● Given text
━━━━━━━━━━━━━━━━━━━━━━━━━━━━━━

If you have enough RAM to keep everything buffered/cached, and fsync()
is turned off, then the speed of the disk subsystem becomes vastly less
important - you'll only read the data once (first couple of queries), and
then the disks will sit idle. The lights on the disks on my DB machine
only flicker once per minute or less. If that's the case, then I'd
rather use RAID 5 with a hot-spare or two, to increase storage capacity
over 1+0, and speed at reading as well.

Of course, if you write tremendous amounts of data, and your data set is
larger than you can cache/buffer, that all flies out the window.

steve

#14

Jean-Luc Lachance

jllachan@nsd.ca

almost 24 years ago

In reply to: Terry Fielder (#11)

Re: Scaling with memory & disk planning

I think your undestanding of RAID 5 is wrong also.

For a general N disk RAID 5 the process is:
1)Read sector
2)XOR with data to write
3)Read parity sector
4)XOR with result above
5)write data
6)write parity

So you can see, for every logical write, there is two reads and two
writes.

For a 3 disks RAID 5 the process can be shortened:
1)Write data
2)Read other disk
3)XOR with data
4)Write to parity disk.

So, two writes and one read.

JLL

terry@greatgulfhomes.com wrote:

Show quoted text

Your RAID analysis is a bit wrong.
In striping (disk joining) every byte written requires 1 byte sent to 1
disk. This gives you ZERO redundancy: RAID0 is used purely for making a
large partition from smaller disks.

In RAID1 (mirroring) Every 1 byte written requires 1 byte written to EACH of
the 2 mirrored disks, for total disk IO of 2bytes.

In RAID5, the most efficient solution, every 1 byte written requires LESS
then 1 byte written for the CRC. Roughly (depending on implementation,
number of disks) every 3 bytes written requires 4 bytes of disk IO.

━━━━━━━━━━━━━━━━━━━━━━━━━━━━━━

● Raw data
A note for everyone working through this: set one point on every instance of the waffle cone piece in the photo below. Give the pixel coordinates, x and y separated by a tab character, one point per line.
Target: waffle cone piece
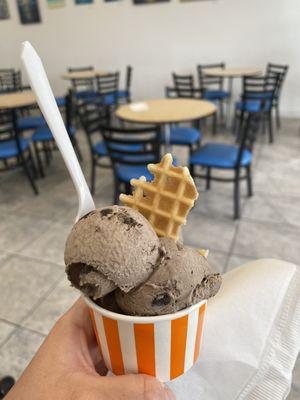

━━━━━━━━━━━━━━━━━━━━━━━━━━━━━━

● Exercise description
According to the thread on scaling with memory and disk planning, how many reads and writes does each logical write take in a general N-disk RAID 5?

● Exercise response
Two reads and two writes.